Collect every line of the items below that contains the word "tree", and treat uppercase and lowercase as different.

— Start of Task material —

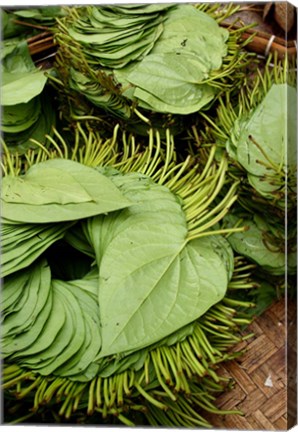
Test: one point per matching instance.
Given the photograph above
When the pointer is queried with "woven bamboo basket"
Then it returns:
(264, 377)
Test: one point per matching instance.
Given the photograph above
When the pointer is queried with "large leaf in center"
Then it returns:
(152, 282)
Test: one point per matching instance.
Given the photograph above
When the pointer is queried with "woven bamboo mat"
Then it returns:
(262, 389)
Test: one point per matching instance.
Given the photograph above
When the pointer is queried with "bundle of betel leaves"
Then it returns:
(127, 226)
(27, 106)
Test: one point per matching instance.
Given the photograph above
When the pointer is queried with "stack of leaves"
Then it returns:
(27, 111)
(17, 22)
(165, 59)
(259, 134)
(136, 318)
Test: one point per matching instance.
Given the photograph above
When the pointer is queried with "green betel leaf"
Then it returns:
(59, 190)
(256, 245)
(262, 146)
(161, 292)
(151, 282)
(21, 87)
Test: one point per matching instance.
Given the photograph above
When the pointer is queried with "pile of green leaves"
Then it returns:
(27, 111)
(15, 21)
(175, 67)
(81, 242)
(165, 266)
(258, 131)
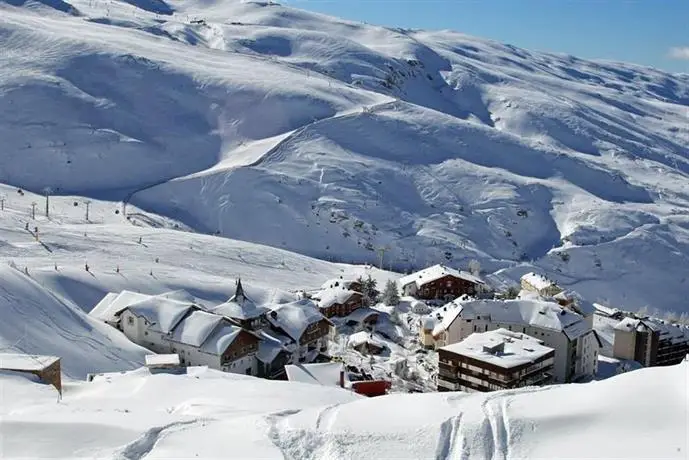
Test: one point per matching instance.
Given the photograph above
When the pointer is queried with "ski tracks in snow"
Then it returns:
(144, 444)
(482, 430)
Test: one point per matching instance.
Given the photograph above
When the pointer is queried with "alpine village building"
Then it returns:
(571, 335)
(235, 336)
(494, 360)
(650, 342)
(440, 283)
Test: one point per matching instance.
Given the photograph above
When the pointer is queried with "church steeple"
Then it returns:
(239, 296)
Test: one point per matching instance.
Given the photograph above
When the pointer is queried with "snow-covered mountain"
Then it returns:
(265, 123)
(208, 414)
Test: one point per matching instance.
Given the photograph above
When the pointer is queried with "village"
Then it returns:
(438, 329)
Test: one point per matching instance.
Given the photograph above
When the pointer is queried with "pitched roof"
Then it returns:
(221, 338)
(436, 272)
(269, 347)
(239, 306)
(110, 306)
(538, 313)
(294, 317)
(331, 296)
(162, 313)
(338, 283)
(24, 362)
(195, 328)
(327, 374)
(518, 348)
(170, 359)
(538, 281)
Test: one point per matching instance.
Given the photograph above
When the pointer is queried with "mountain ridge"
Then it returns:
(334, 139)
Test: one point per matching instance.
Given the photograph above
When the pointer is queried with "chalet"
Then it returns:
(344, 283)
(365, 344)
(304, 325)
(651, 342)
(46, 368)
(167, 363)
(575, 343)
(200, 338)
(494, 360)
(338, 301)
(242, 310)
(363, 317)
(273, 355)
(440, 282)
(539, 284)
(335, 375)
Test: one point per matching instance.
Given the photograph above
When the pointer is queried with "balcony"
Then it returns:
(451, 386)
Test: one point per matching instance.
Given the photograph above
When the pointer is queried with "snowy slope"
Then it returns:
(640, 414)
(34, 321)
(269, 124)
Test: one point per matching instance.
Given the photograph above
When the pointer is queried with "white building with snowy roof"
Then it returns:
(200, 338)
(495, 360)
(540, 284)
(571, 336)
(338, 301)
(242, 310)
(440, 282)
(304, 325)
(650, 341)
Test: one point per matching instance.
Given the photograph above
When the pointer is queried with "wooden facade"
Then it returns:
(243, 345)
(354, 302)
(448, 288)
(457, 372)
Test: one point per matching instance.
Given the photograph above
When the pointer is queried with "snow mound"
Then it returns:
(190, 416)
(34, 321)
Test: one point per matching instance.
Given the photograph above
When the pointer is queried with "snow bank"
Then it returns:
(191, 415)
(34, 321)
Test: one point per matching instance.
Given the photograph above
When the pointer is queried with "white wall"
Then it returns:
(557, 340)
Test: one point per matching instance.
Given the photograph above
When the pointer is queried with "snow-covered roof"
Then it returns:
(436, 272)
(578, 303)
(362, 337)
(221, 338)
(23, 362)
(628, 324)
(195, 328)
(538, 313)
(327, 374)
(239, 310)
(162, 313)
(606, 311)
(109, 308)
(171, 359)
(518, 349)
(361, 314)
(538, 281)
(294, 317)
(331, 296)
(269, 347)
(672, 332)
(338, 283)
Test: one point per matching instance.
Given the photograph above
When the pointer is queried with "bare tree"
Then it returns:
(87, 203)
(47, 191)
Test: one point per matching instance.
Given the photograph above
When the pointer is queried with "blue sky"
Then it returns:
(647, 32)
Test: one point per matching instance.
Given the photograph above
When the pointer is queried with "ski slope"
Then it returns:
(138, 415)
(264, 123)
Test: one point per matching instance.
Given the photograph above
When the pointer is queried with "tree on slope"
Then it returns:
(391, 295)
(368, 290)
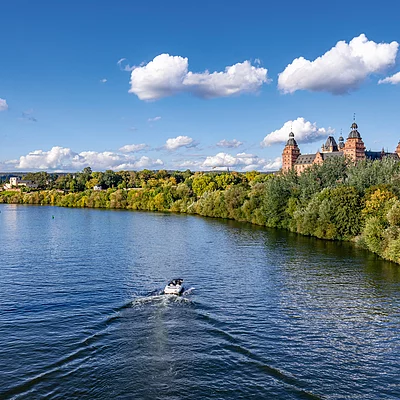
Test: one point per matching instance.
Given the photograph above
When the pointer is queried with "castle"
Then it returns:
(353, 149)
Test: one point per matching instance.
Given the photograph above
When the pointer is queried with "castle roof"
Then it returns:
(354, 134)
(291, 141)
(325, 156)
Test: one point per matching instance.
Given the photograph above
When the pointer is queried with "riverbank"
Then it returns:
(332, 201)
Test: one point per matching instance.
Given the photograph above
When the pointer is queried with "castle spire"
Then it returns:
(290, 153)
(354, 147)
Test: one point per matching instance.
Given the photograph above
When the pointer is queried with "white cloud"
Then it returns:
(394, 79)
(132, 148)
(304, 131)
(64, 159)
(168, 75)
(154, 119)
(124, 66)
(341, 69)
(229, 143)
(179, 141)
(241, 162)
(3, 105)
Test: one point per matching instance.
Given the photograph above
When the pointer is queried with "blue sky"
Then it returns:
(124, 85)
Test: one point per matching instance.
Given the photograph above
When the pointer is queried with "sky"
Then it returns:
(178, 85)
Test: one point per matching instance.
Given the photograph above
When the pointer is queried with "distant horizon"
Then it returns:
(187, 95)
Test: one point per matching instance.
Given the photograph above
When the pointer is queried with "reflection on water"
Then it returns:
(273, 315)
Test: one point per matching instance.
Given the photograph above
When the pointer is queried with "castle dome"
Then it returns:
(331, 143)
(354, 134)
(291, 141)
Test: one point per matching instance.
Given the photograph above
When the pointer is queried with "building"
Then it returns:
(17, 183)
(353, 149)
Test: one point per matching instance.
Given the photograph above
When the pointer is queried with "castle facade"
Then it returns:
(353, 148)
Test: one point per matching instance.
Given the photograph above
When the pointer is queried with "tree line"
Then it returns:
(336, 200)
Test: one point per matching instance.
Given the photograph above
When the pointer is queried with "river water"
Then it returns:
(266, 314)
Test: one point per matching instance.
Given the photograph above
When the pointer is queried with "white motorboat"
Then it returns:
(174, 287)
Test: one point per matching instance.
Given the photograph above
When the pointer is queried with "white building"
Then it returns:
(16, 183)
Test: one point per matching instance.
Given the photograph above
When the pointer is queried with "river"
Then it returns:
(266, 314)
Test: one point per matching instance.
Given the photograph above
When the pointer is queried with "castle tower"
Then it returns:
(397, 151)
(330, 145)
(290, 154)
(354, 147)
(341, 142)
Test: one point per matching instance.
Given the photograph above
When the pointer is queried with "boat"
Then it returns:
(174, 287)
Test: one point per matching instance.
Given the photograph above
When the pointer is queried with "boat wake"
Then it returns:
(158, 297)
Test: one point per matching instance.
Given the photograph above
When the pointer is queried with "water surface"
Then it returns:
(271, 315)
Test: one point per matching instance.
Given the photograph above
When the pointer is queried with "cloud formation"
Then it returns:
(394, 79)
(341, 69)
(168, 75)
(132, 148)
(64, 159)
(304, 131)
(124, 66)
(242, 161)
(3, 105)
(179, 141)
(229, 143)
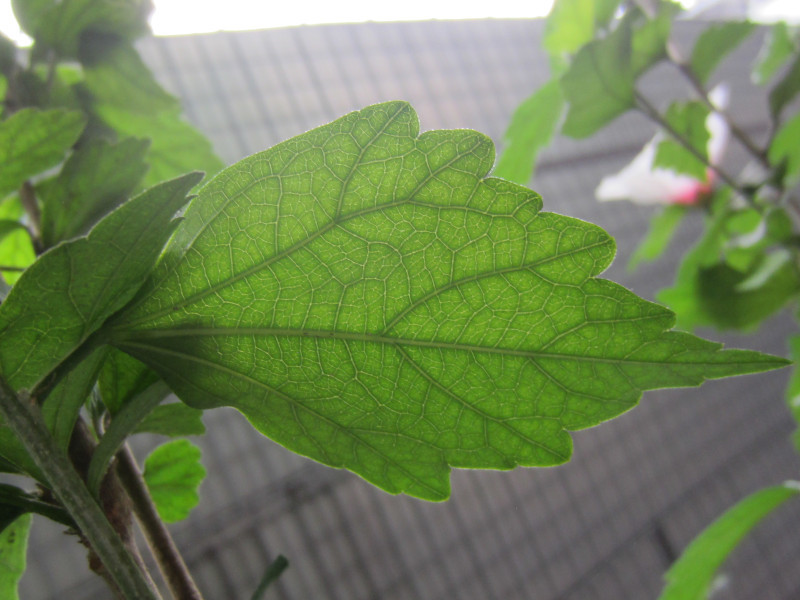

— End of Task material —

**Written response**
When the pointer is queried with "bare tree"
When the pointer is queried with "tree on slope"
When the pointer is queried with "tree line"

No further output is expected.